**WORK TO BE COMPLETED:**
Would you reproduce, word for word, only the lines from the one with "Task: point out each instance of the blurred background" to the end of the listing below?

**RECORDS SUPPLIED:**

<<<<

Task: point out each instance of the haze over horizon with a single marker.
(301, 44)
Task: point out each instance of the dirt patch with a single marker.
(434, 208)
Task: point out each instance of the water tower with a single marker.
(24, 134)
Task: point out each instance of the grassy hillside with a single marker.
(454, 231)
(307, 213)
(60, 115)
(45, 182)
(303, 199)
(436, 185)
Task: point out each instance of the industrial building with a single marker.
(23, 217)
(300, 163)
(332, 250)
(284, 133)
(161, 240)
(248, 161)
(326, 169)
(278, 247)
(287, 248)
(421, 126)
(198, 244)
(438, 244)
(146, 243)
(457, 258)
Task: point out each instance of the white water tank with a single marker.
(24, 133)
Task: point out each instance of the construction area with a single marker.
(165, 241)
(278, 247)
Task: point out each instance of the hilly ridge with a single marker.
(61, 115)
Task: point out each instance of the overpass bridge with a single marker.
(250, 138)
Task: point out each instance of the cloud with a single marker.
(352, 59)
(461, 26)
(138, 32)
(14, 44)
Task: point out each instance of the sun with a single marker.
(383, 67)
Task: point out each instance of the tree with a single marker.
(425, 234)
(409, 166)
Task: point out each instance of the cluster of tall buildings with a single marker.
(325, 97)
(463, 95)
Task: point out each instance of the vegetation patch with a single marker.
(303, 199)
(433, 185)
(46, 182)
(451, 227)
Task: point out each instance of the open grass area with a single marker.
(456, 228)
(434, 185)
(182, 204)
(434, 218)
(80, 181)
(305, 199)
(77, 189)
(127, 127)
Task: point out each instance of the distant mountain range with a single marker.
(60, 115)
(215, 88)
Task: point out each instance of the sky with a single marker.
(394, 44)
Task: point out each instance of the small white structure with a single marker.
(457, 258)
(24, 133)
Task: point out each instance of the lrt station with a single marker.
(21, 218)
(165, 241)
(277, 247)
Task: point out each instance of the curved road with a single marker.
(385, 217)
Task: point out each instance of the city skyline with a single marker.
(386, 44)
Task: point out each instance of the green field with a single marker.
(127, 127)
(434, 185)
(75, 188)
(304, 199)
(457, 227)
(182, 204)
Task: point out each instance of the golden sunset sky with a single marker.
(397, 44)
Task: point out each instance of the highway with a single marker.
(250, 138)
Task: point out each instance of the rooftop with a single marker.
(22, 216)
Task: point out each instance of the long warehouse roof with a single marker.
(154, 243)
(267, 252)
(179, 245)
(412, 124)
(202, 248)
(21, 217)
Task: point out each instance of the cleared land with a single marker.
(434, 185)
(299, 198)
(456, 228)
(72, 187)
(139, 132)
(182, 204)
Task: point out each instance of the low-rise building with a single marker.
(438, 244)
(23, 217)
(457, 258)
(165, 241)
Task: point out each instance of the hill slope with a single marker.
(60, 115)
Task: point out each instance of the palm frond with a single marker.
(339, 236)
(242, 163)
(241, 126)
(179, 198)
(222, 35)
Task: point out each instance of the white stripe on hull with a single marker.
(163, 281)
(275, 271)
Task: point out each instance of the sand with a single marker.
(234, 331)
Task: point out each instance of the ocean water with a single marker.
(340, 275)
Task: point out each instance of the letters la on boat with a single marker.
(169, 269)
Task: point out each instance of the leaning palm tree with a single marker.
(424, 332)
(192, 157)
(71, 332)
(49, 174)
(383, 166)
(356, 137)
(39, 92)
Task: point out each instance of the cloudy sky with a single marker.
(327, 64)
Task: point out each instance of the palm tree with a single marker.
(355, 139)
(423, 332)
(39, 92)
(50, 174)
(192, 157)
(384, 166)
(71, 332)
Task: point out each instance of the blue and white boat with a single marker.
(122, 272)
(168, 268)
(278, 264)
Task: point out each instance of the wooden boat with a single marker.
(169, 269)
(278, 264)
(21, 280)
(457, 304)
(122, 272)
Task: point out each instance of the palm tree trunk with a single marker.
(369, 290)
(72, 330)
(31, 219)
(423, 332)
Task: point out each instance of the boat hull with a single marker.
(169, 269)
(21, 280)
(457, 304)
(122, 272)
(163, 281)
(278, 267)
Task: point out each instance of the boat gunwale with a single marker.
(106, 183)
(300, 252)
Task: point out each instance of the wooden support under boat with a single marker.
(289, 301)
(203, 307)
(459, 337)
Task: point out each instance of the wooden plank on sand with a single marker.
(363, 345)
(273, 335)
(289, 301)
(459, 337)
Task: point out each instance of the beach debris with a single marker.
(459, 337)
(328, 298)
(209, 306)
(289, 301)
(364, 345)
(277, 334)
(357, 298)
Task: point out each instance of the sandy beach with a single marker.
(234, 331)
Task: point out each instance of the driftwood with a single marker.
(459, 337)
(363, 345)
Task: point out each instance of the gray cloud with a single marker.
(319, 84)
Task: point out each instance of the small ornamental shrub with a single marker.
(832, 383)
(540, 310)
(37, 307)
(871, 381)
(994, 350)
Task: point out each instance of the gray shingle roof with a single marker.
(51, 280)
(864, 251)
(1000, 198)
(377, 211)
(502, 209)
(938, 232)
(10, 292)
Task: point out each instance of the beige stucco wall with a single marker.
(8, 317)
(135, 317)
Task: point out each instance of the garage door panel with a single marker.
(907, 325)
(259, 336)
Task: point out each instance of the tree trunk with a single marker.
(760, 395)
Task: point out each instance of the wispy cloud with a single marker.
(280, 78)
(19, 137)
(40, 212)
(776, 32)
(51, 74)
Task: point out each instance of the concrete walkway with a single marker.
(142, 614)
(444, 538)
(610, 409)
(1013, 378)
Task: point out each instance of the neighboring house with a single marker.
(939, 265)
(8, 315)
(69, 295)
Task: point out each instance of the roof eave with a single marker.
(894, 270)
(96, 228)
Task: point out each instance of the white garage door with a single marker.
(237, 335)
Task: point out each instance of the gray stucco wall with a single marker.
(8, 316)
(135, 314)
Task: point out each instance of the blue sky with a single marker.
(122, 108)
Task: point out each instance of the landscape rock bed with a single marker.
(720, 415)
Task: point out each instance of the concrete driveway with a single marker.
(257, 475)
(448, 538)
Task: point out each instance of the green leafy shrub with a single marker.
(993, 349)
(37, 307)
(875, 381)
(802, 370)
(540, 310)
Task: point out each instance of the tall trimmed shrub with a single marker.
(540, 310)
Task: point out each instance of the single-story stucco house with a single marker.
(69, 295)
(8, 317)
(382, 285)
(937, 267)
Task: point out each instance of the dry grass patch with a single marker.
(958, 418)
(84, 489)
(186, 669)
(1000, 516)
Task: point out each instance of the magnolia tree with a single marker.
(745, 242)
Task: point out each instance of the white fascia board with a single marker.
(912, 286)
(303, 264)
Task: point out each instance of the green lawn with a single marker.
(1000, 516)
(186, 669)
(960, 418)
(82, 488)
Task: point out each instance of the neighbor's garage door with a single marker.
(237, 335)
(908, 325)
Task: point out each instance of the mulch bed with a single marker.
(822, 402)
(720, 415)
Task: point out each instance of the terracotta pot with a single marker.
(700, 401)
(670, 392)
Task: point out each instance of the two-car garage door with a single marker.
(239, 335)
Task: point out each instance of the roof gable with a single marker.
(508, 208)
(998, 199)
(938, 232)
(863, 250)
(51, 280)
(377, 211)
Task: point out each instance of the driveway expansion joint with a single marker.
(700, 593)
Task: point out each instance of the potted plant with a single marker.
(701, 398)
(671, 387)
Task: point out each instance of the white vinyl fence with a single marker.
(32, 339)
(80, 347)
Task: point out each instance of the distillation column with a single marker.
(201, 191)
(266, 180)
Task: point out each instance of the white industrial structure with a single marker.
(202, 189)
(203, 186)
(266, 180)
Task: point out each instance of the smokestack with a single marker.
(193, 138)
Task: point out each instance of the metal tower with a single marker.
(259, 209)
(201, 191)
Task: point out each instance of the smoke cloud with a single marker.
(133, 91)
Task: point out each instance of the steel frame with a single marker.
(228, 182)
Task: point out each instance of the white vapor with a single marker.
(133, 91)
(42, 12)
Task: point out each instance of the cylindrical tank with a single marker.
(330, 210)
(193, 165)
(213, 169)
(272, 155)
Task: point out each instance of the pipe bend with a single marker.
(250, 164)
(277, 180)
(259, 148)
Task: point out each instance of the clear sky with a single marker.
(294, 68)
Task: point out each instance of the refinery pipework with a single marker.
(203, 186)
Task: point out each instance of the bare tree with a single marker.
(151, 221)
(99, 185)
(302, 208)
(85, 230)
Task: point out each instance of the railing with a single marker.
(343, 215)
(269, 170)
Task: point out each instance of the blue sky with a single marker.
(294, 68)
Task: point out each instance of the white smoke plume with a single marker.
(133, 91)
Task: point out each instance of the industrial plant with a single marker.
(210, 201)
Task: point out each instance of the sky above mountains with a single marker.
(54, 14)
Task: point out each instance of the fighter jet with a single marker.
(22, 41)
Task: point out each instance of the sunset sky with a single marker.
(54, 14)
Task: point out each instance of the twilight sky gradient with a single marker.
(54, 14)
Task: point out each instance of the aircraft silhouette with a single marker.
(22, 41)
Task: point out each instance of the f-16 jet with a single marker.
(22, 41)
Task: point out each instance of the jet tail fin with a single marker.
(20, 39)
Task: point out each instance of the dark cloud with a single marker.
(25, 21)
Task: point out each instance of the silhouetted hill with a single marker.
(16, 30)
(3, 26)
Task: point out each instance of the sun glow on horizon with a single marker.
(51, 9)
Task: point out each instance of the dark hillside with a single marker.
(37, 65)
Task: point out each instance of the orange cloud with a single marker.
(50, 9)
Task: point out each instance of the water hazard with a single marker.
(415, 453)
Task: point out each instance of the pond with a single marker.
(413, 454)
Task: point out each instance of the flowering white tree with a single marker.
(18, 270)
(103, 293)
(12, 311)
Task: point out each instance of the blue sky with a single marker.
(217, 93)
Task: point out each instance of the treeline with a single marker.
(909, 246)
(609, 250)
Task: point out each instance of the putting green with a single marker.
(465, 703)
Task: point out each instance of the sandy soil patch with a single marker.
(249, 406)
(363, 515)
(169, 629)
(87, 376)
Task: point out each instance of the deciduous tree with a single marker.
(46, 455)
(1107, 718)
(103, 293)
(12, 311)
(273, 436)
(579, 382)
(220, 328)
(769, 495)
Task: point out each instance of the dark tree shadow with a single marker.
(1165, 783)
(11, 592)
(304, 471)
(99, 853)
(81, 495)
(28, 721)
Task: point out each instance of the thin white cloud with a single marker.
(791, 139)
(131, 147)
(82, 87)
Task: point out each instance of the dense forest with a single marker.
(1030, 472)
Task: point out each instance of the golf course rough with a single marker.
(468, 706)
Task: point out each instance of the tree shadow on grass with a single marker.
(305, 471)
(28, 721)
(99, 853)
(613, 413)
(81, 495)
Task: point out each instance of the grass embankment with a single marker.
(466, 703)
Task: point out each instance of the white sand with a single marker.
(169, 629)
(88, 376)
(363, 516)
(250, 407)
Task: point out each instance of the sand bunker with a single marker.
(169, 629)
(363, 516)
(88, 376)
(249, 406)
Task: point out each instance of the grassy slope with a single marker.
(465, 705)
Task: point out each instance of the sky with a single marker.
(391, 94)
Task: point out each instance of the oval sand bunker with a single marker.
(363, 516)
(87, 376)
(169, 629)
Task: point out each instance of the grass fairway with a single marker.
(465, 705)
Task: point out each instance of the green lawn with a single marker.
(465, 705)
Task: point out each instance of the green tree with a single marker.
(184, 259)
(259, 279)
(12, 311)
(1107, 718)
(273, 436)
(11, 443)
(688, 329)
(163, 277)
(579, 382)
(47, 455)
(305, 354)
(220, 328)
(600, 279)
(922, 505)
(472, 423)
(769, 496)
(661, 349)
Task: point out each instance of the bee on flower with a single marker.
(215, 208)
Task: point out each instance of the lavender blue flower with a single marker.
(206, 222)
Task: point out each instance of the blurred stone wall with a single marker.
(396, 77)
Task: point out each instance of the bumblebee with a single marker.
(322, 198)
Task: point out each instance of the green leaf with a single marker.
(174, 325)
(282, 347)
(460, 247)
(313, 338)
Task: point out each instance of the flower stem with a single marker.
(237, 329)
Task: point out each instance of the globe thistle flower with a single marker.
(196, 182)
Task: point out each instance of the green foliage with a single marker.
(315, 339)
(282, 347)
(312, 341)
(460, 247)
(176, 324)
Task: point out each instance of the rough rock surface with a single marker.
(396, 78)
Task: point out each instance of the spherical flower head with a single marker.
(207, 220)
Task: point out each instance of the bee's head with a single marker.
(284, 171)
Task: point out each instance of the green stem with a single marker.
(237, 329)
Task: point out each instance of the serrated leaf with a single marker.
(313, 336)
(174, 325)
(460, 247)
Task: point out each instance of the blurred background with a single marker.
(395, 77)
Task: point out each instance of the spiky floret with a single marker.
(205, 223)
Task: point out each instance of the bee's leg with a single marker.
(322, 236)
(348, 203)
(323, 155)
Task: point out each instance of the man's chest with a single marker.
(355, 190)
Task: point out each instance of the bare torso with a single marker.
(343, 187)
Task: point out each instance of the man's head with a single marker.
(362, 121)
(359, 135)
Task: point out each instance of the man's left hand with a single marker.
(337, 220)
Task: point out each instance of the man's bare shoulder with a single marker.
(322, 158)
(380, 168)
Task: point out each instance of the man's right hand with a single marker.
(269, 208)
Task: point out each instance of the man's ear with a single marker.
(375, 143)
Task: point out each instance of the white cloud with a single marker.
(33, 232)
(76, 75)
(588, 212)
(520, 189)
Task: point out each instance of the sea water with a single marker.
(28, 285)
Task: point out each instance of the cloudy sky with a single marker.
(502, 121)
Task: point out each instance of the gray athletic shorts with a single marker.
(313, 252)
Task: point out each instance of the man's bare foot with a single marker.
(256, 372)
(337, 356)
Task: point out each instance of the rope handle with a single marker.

>>>>

**SOLUTION:**
Task: point out each instance of the blurred background with a single marker.
(395, 77)
Task: point out each instance of the spiky floret with a single marker.
(205, 223)
Task: point out each instance of the bee's leg with a single marker.
(322, 236)
(348, 203)
(323, 155)
Task: point out each instance of the man's chest with a single marker.
(355, 190)
Task: point out each instance of the bare torso with a single marker.
(343, 187)
Task: point out each instance of the man's head with a single marker.
(362, 121)
(359, 135)
Task: point out each instance of the man's left hand with a single marker.
(337, 220)
Task: point out each instance of the man's bare shoulder with a single marker.
(322, 158)
(380, 168)
Task: point out each instance of the man's right hand with a single marker.
(269, 208)
Task: point out each instance of the man's ear with a single marker.
(375, 143)
Task: point out each instance of the white cloud with a single marker.
(33, 232)
(76, 75)
(588, 212)
(520, 189)
Task: point out each instance of the sea water with a single marker.
(28, 285)
Task: point out each instance of the cloudy sky with a single marker.
(502, 121)
Task: point out each instance of the gray athletic shorts with a single marker.
(313, 252)
Task: point out each instance of the man's bare foot with a single marker.
(256, 372)
(337, 356)
Task: point out each instance of the rope handle with a single marker.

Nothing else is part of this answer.